That matches my experience.
DeepSeek could implement.
DeepSeek could fix.
DeepSeek could explain.
But it did not reliably verify.
Its default behavior looked like this:
- Read the task.
- Produce code.
- Submit.
- Wait for reviewer rejection.
- Fix reactively.
That is not good enough for critical backend work.
For production systems, the coding agent must behave more like this:
- Read acceptance criteria.
- Build a requirement-to-evidence matrix.
- Identify similar existing patterns.
- Read migrations and constraints.
- Design the failure model.
- Implement.
- Run tests.
- Self-review against concurrency, replay, idempotency, and infrastructure failure.
- Submit only after the quality gate passes.
DeepSeek skipped too much of that.
Why ChatGPT 5.5 + Claude Code Worked Better For Me
My better experience came from using a split-role workflow:
- Claude Code “Sonnet 4.6” handled implementation.
- ChatGPT 5.5 acted as reviewer, architect, and quality gate.

-----

■ **Aim of the exercise**
In the text on coding agents, which tool handled implementation in the split-role workflow? The lines that follow have no connection to the text above.

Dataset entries
-----

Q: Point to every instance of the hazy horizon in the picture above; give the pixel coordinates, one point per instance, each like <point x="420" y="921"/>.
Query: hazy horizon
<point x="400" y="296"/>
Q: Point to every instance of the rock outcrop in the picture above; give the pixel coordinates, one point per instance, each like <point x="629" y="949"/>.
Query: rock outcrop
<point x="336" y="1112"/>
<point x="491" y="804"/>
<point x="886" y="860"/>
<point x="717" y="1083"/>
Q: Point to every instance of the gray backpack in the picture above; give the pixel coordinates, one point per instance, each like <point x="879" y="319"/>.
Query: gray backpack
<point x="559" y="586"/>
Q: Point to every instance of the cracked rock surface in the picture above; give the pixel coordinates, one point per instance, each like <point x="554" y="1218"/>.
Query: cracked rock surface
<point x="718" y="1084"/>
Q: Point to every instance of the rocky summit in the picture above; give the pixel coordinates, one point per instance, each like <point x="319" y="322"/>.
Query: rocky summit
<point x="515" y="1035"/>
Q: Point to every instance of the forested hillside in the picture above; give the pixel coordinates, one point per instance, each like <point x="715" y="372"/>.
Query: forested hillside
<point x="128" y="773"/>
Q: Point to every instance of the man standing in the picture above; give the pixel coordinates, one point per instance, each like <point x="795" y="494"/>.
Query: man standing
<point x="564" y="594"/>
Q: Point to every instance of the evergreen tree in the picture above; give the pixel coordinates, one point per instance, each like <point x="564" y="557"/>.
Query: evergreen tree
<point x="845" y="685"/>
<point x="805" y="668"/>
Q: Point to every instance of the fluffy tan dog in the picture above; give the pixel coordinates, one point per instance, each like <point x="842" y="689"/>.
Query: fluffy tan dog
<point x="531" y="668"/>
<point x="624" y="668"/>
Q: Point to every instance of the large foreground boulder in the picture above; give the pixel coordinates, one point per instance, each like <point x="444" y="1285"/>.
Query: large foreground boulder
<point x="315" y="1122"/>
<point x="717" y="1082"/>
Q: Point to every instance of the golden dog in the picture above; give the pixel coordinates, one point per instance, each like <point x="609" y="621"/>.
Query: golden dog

-----

■ **Your solution**
Claude Code "Sonnet 4.6"